From the line that includes "target | metal rod" to the last line of the data, quote each line precisely; both boundary lines belong in the answer.

────

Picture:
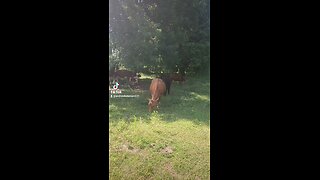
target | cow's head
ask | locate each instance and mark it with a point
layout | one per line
(152, 103)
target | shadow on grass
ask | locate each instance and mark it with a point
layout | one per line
(189, 101)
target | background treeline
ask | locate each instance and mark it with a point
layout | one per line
(157, 36)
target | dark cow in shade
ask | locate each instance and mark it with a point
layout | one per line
(157, 89)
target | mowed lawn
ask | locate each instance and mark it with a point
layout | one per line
(171, 143)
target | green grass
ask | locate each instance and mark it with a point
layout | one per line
(170, 143)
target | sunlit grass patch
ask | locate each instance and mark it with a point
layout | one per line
(170, 143)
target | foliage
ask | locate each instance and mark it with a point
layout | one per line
(160, 36)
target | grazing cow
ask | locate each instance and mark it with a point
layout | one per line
(167, 80)
(177, 77)
(157, 88)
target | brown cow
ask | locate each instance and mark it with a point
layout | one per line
(157, 88)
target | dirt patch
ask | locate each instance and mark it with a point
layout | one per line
(167, 150)
(169, 168)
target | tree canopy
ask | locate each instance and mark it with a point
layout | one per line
(154, 36)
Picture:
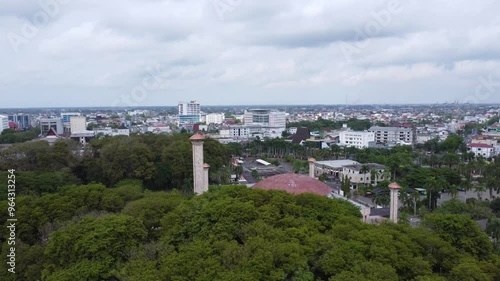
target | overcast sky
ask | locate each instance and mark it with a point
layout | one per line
(159, 52)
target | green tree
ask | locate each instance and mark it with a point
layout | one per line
(462, 232)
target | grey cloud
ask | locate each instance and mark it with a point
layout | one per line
(93, 51)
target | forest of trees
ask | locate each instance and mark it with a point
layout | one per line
(123, 209)
(160, 162)
(94, 232)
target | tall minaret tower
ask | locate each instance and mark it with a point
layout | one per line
(312, 163)
(394, 187)
(206, 167)
(198, 174)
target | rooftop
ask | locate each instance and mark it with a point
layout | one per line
(482, 145)
(337, 164)
(197, 137)
(295, 184)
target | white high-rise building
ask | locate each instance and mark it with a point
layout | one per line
(393, 135)
(189, 108)
(215, 118)
(189, 112)
(4, 123)
(78, 124)
(265, 117)
(356, 139)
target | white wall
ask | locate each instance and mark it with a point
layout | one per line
(356, 139)
(4, 123)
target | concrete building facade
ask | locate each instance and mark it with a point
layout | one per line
(356, 139)
(215, 118)
(265, 117)
(4, 123)
(56, 123)
(189, 112)
(200, 169)
(394, 187)
(481, 150)
(78, 123)
(22, 120)
(393, 135)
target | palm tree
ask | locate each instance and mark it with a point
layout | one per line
(346, 186)
(493, 228)
(382, 199)
(480, 188)
(374, 175)
(335, 151)
(363, 171)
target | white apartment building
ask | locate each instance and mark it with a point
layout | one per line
(4, 123)
(356, 139)
(265, 117)
(56, 123)
(215, 118)
(246, 132)
(392, 135)
(189, 108)
(78, 123)
(481, 149)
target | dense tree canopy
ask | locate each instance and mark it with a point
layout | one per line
(92, 232)
(160, 162)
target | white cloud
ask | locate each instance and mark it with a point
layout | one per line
(261, 52)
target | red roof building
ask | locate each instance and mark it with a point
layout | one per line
(481, 145)
(295, 184)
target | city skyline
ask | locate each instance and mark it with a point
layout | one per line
(88, 53)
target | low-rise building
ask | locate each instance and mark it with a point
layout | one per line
(358, 174)
(356, 139)
(47, 123)
(4, 123)
(481, 149)
(78, 123)
(393, 135)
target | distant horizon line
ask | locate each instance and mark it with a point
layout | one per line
(251, 105)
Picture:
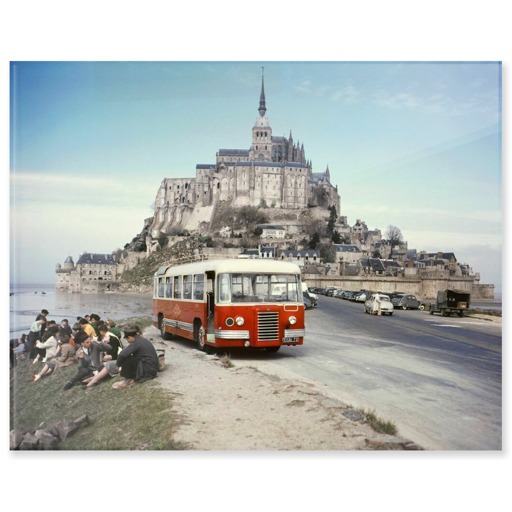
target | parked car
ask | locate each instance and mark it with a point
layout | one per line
(451, 301)
(386, 307)
(405, 301)
(308, 296)
(361, 297)
(308, 304)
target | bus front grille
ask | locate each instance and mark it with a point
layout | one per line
(268, 326)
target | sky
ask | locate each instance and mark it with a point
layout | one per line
(415, 145)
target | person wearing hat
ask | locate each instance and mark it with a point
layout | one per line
(138, 361)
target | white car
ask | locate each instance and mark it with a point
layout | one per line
(386, 307)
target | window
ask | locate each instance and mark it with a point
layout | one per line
(187, 287)
(160, 287)
(199, 286)
(177, 287)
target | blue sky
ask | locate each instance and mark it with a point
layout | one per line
(412, 144)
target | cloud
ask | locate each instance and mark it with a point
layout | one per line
(53, 216)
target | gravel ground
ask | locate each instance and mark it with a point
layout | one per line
(222, 407)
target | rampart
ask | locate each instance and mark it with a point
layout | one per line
(424, 287)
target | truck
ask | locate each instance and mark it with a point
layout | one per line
(451, 301)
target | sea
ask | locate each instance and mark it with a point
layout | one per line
(27, 301)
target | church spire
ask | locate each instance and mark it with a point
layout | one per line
(262, 108)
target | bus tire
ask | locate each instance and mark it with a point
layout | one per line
(165, 335)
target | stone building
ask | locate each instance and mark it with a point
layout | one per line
(92, 273)
(272, 172)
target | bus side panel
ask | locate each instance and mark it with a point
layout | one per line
(264, 325)
(178, 316)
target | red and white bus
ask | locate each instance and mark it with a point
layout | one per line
(231, 303)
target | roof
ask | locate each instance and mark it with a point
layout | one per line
(299, 252)
(88, 258)
(271, 226)
(233, 152)
(264, 265)
(346, 248)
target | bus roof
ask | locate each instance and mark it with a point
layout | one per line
(230, 265)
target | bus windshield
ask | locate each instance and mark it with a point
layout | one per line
(258, 287)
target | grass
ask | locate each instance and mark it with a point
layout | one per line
(478, 311)
(137, 418)
(225, 361)
(378, 424)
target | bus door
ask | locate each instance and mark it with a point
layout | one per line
(210, 304)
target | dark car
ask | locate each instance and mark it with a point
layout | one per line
(406, 301)
(312, 300)
(307, 302)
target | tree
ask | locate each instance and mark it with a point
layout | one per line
(315, 239)
(394, 236)
(332, 219)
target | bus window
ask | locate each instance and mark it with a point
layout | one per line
(224, 292)
(187, 287)
(199, 286)
(177, 287)
(242, 289)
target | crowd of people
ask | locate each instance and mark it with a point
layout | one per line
(98, 348)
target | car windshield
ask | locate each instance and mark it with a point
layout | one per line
(258, 287)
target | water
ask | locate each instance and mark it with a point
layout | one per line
(27, 301)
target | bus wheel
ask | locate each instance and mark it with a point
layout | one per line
(165, 335)
(199, 336)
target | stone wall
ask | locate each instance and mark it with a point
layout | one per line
(424, 288)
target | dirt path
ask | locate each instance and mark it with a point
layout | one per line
(222, 407)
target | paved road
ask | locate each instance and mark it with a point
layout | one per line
(438, 379)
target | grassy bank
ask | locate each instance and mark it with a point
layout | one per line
(136, 418)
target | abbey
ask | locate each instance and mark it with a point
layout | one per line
(273, 172)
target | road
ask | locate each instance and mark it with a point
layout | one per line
(438, 379)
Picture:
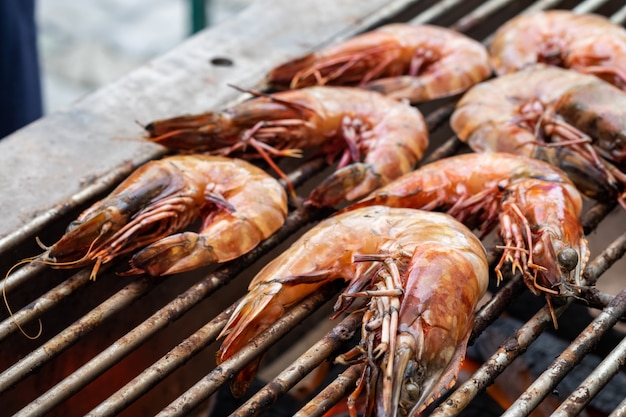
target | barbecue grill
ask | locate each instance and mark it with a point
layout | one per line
(142, 346)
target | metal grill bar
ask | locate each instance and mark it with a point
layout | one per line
(332, 393)
(324, 349)
(159, 320)
(570, 357)
(592, 385)
(300, 368)
(209, 384)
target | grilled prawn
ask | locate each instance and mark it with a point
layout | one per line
(239, 203)
(374, 137)
(412, 265)
(414, 62)
(534, 205)
(572, 120)
(587, 43)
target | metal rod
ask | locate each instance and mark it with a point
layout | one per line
(612, 253)
(83, 196)
(592, 385)
(620, 410)
(434, 12)
(157, 321)
(333, 393)
(513, 347)
(190, 399)
(307, 362)
(569, 358)
(44, 303)
(165, 366)
(70, 335)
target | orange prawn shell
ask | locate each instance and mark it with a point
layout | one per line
(485, 190)
(164, 196)
(583, 42)
(385, 58)
(326, 253)
(488, 117)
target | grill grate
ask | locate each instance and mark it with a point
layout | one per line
(52, 349)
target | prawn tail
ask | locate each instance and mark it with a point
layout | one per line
(346, 184)
(253, 315)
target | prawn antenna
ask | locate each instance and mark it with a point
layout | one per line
(273, 98)
(6, 301)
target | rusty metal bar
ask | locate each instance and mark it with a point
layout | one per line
(308, 361)
(513, 347)
(541, 5)
(45, 302)
(516, 344)
(592, 385)
(187, 401)
(613, 252)
(70, 335)
(165, 366)
(569, 358)
(333, 393)
(21, 276)
(620, 410)
(157, 321)
(84, 196)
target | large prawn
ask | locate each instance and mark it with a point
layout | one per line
(535, 205)
(376, 138)
(587, 43)
(412, 265)
(572, 120)
(404, 61)
(239, 203)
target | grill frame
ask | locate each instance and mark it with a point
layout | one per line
(50, 213)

────

### [RESULT FOR THIS TASK]
target | metal rod
ask | locate each instance and mark it with a point
layout | one per line
(612, 253)
(83, 196)
(592, 385)
(620, 410)
(434, 12)
(157, 321)
(333, 393)
(513, 347)
(190, 399)
(307, 362)
(569, 358)
(44, 303)
(165, 366)
(70, 335)
target | orange prawn shell
ask | locate each instance and mark it with a point
layout | one per line
(485, 190)
(164, 196)
(583, 42)
(385, 58)
(326, 253)
(488, 117)
target | grill grate
ask | locate each instance and mark it with a point
layout | one per line
(52, 349)
target | prawn tail
ask | locate each instance and mark it with a point
layout | one per line
(346, 184)
(253, 315)
target | prawn antenna
ask | locate each instance and mark it with a point
layout | one per line
(273, 98)
(6, 301)
target | rusty metal bar
ask | locate each instance and mark it with a point
layout | one per line
(308, 361)
(513, 347)
(541, 5)
(45, 302)
(516, 344)
(592, 385)
(187, 401)
(613, 252)
(70, 335)
(165, 366)
(569, 358)
(333, 393)
(21, 276)
(620, 410)
(157, 321)
(84, 196)
target | large prawn
ask | locate each instance and mark it with a point
layout | one per line
(535, 205)
(376, 138)
(587, 43)
(412, 265)
(572, 120)
(404, 61)
(239, 203)
target | grill frame
ask | locate each instance and mark it with a point
layout | one per line
(50, 213)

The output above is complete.